_The task_: List all lines of the data containing the word "background".

_Information supplied_:
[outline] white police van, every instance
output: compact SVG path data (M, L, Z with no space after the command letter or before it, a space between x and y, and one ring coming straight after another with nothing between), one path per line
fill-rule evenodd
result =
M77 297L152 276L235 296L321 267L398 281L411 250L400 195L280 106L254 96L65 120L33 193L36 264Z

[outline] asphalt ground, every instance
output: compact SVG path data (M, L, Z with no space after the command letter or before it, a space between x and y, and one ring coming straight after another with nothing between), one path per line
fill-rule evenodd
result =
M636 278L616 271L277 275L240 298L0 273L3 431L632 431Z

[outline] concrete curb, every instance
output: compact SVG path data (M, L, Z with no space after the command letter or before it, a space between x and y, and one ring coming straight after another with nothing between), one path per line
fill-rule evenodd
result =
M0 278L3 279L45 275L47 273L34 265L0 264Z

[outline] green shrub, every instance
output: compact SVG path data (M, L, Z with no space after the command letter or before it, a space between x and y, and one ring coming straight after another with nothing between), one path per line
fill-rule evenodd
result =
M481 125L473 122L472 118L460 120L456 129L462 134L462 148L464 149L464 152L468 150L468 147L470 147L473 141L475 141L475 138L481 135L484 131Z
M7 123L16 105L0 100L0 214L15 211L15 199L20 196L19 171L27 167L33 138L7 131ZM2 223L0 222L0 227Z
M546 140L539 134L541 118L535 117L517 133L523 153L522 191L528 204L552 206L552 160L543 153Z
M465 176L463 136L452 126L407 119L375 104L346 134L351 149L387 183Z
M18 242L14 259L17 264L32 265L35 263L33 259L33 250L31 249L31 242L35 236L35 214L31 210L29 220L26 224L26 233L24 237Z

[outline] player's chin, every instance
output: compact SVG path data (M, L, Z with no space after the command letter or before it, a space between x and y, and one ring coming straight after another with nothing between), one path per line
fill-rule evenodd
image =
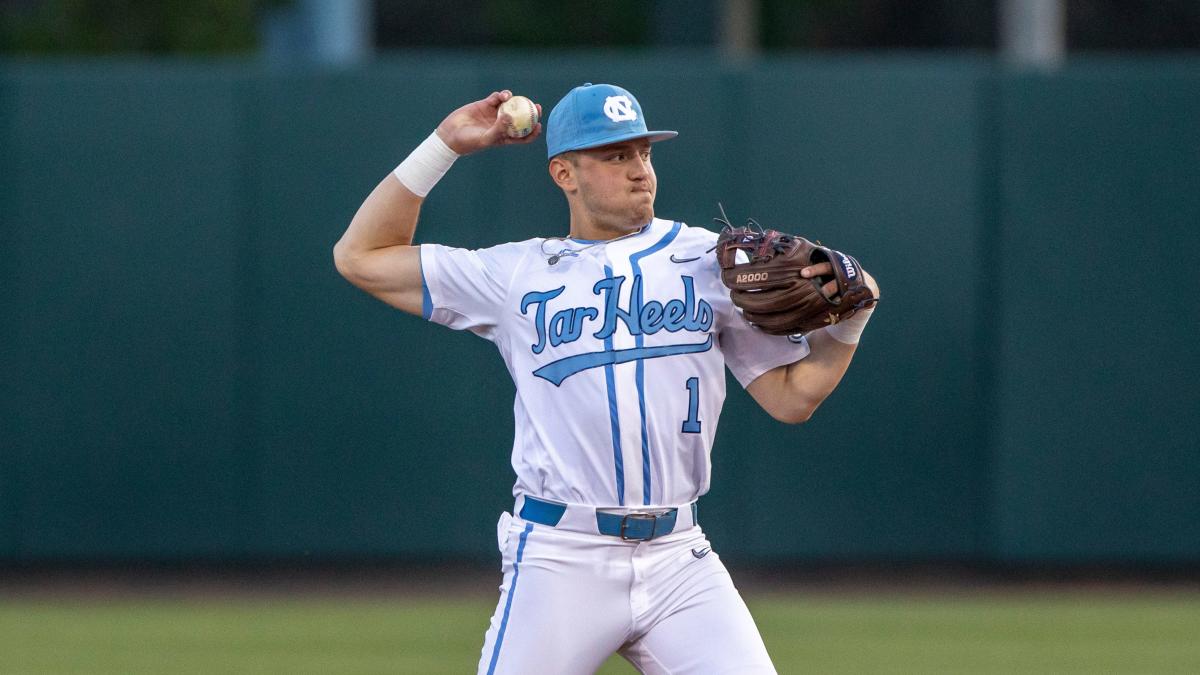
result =
M633 220L637 221L639 226L646 224L654 217L654 193L635 193L630 211L633 214Z
M647 205L645 208L634 209L633 217L629 219L633 224L633 228L639 228L646 223L654 220L654 205Z

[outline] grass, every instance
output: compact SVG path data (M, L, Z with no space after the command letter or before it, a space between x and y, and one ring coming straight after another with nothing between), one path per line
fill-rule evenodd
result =
M751 596L780 673L1200 673L1200 595ZM0 673L472 673L490 598L0 599ZM619 658L601 673L632 673Z

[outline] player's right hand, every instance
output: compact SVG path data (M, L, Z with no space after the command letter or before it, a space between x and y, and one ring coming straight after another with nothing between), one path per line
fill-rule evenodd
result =
M519 145L530 143L542 133L539 122L533 132L524 138L513 138L505 129L508 126L508 115L499 112L500 104L512 98L513 93L507 89L493 91L487 98L468 103L450 113L438 125L437 134L442 142L460 155L486 150L499 145ZM538 115L542 114L541 104L537 105Z

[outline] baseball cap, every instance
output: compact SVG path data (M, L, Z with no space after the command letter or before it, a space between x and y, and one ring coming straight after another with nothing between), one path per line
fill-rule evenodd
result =
M625 89L585 82L567 92L550 111L546 159L635 138L649 138L654 143L678 135L677 131L647 131L642 106Z

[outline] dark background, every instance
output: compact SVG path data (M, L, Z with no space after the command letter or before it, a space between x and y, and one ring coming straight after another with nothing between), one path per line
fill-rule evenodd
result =
M0 0L0 50L10 54L253 53L260 22L297 0ZM765 52L994 50L995 0L758 0ZM1072 50L1200 48L1193 0L1066 0ZM383 50L706 47L718 0L375 0Z
M491 562L503 364L331 248L449 110L585 80L681 131L660 215L720 199L885 288L810 423L731 387L700 507L723 556L1200 561L1193 3L1069 2L1066 64L1034 71L978 2L764 2L749 61L664 27L672 2L459 3L441 29L447 3L380 2L383 49L341 69L255 56L287 3L106 4L0 4L0 561ZM1086 51L1118 47L1155 53ZM562 232L540 147L459 162L419 238Z

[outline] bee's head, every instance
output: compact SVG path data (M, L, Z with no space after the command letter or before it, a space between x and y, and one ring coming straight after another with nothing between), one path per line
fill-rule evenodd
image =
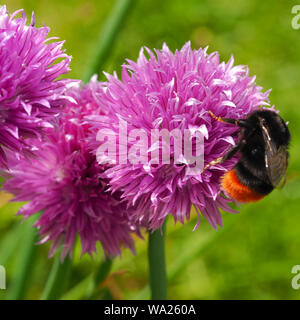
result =
M277 112L268 109L259 109L250 114L247 120L256 127L261 127L262 125L266 127L269 135L278 146L288 146L291 135L285 121Z

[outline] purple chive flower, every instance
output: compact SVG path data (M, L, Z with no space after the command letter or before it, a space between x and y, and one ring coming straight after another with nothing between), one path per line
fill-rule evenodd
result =
M27 218L42 212L35 226L41 243L52 241L50 256L60 244L62 258L71 256L77 235L82 254L95 252L97 241L111 258L121 253L121 246L134 253L131 233L139 235L138 227L128 219L120 194L107 191L106 167L98 165L86 145L89 125L82 119L100 113L98 87L92 80L82 89L70 89L74 102L67 104L57 130L48 129L44 141L30 139L34 157L8 157L4 190L15 195L14 201L29 201L18 214Z
M107 118L92 118L90 145L94 152L101 145L96 141L99 129L107 127L117 136L121 119L128 132L144 129L148 137L152 129L170 132L179 128L183 132L198 128L204 136L204 165L220 157L237 140L237 127L217 122L209 111L221 117L244 118L269 105L269 93L262 92L255 77L249 77L248 68L233 63L233 57L227 63L220 62L219 54L208 54L207 48L192 50L190 43L175 53L165 44L155 53L142 49L137 63L127 60L122 66L120 80L117 75L107 75L108 81L102 85L99 102L111 112ZM228 206L232 200L220 190L220 178L236 162L237 157L195 175L187 175L184 163L117 162L106 174L111 190L123 192L135 207L133 218L147 221L152 230L159 228L168 214L175 222L184 223L192 206L199 217L195 228L201 214L217 228L222 226L220 209L235 212Z
M0 7L0 165L7 149L22 151L24 138L51 126L66 99L69 81L55 79L69 71L71 57L63 41L49 42L56 38L47 39L48 33L45 26L34 27L34 16L26 25L24 10L9 15Z

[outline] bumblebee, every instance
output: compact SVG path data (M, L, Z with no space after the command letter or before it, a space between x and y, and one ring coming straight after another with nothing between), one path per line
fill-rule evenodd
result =
M284 185L291 135L276 112L259 109L246 119L221 118L209 113L218 121L239 127L238 142L204 168L229 160L239 152L238 163L221 178L221 187L229 197L241 203L256 202Z

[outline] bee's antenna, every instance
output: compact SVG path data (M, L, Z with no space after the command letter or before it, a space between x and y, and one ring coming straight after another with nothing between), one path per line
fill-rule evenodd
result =
M208 113L211 115L212 118L214 118L217 121L223 122L221 117L217 117L212 111L208 111Z
M230 124L235 124L236 126L239 127L245 127L248 128L249 125L247 125L247 122L243 119L230 119L230 118L222 118L222 117L217 117L212 111L208 111L208 113L211 115L212 118L219 122L224 122L224 123L230 123Z

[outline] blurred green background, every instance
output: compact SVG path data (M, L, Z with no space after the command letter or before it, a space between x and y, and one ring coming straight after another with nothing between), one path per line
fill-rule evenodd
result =
M114 1L111 0L8 0L9 12L34 10L37 26L45 23L51 35L65 39L73 56L69 77L82 78L92 58L95 41ZM135 60L141 46L172 50L191 40L192 46L209 45L227 61L247 64L250 74L266 90L271 103L289 121L292 134L288 181L257 204L245 205L240 214L224 213L224 228L213 230L195 216L185 226L167 226L167 267L170 299L299 299L291 286L294 265L300 265L300 29L294 30L291 9L297 1L259 0L138 0L132 8L104 70L120 71L126 58ZM7 270L8 297L20 269L29 224L20 224L19 204L0 194L0 265ZM137 240L137 255L124 251L96 298L147 299L147 243ZM39 299L54 259L48 245L35 252L26 299ZM80 259L76 247L72 273L62 298L82 299L89 276L102 253ZM100 249L101 252L101 249Z

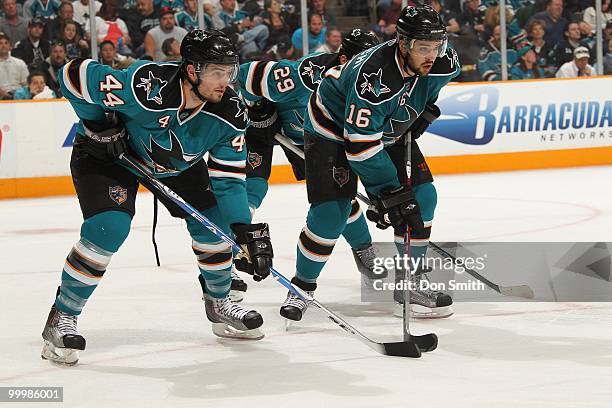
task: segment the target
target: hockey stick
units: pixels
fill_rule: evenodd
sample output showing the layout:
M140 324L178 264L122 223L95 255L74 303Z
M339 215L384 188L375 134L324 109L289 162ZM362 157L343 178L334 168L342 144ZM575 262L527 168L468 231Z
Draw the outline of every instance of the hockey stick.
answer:
M219 227L217 227L214 223L212 223L208 218L202 215L198 210L196 210L193 206L183 200L178 194L172 191L168 186L163 184L161 181L157 180L151 175L150 170L144 165L140 164L134 158L122 154L120 159L123 160L125 164L127 164L130 168L137 171L143 179L147 181L152 187L154 187L157 191L163 194L165 197L170 199L176 205L178 205L185 213L199 221L204 227L206 227L210 232L215 234L217 237L231 245L233 249L238 252L242 252L242 248L234 242L234 240L227 234L225 234ZM274 268L270 268L270 273L285 288L287 288L291 293L299 296L302 300L305 300L309 303L314 304L319 309L325 311L327 313L327 317L338 325L342 330L353 336L354 338L360 340L362 343L370 347L372 350L387 356L395 356L395 357L420 357L421 353L419 350L419 346L417 343L413 341L401 341L401 342L393 342L393 343L377 343L373 340L370 340L364 334L362 334L359 330L351 326L346 320L342 319L340 316L329 310L318 300L314 299L312 296L309 296L306 292L301 290L300 288L294 286L287 278L285 278L280 272L276 271Z
M302 159L304 158L304 152L301 151L296 145L291 143L288 137L277 134L276 136L274 136L274 138L287 149L291 150L293 153L297 154ZM357 198L367 206L372 205L372 201L369 199L369 197L359 192L357 192ZM457 258L446 252L444 249L440 248L440 246L436 245L431 241L429 242L429 246L438 254L450 258L455 264L457 263ZM502 286L491 282L490 280L472 269L465 268L465 271L472 275L474 278L487 285L489 288L504 296L522 297L527 299L534 298L533 290L528 285Z
M295 153L297 156L299 156L300 158L304 159L304 152L302 150L300 150L296 145L294 145L293 143L291 143L290 139L286 136L283 136L281 134L276 134L274 136L274 138L284 147L286 147L288 150L290 150L291 152ZM410 149L410 146L407 147L407 149ZM408 235L408 229L406 229L406 237L405 239L407 239L407 248L408 248L408 253L409 251L409 247L410 247L410 236ZM405 276L404 276L404 281L406 283L406 285L408 285L409 279L408 279L408 275L409 275L409 271L408 269L406 269L405 271ZM414 342L417 344L418 348L419 348L419 355L421 351L424 352L428 352L428 351L433 351L436 349L436 347L438 346L438 337L434 334L434 333L430 333L430 334L424 334L424 335L412 335L410 334L410 328L409 328L409 320L410 320L410 307L406 307L406 305L410 304L410 291L409 290L405 290L404 291L404 314L403 314L403 331L404 331L404 341L405 342ZM408 300L406 300L406 298L408 298Z

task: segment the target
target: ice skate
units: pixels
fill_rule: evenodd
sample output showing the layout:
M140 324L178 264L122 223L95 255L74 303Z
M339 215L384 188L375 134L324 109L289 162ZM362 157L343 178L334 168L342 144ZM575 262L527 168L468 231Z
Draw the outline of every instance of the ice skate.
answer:
M263 318L255 310L248 310L232 302L228 294L224 298L215 298L206 293L206 282L202 275L198 276L202 286L206 317L212 323L212 331L216 336L231 339L260 340L264 333L258 328L263 324Z
M247 288L246 282L232 269L232 286L230 287L230 299L232 302L242 302Z
M374 245L370 244L366 248L352 249L352 251L357 269L363 276L372 280L384 279L388 276L389 272L386 268L374 265L374 260L380 257Z
M55 305L51 306L42 337L40 356L44 360L72 366L79 361L79 351L85 350L85 339L77 331L77 316L57 310Z
M454 313L451 307L453 298L449 294L428 288L427 272L418 271L410 276L410 281L412 287L415 288L410 291L410 310L413 318L440 319L450 317ZM402 291L394 291L393 298L396 302L393 315L402 317L404 304Z

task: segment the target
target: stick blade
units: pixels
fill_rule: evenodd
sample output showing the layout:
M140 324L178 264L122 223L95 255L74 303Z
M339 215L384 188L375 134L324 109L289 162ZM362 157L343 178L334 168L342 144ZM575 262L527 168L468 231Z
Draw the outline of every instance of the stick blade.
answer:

_Answer_:
[outline] dark background, every instance
[outline] blurred green background, every instance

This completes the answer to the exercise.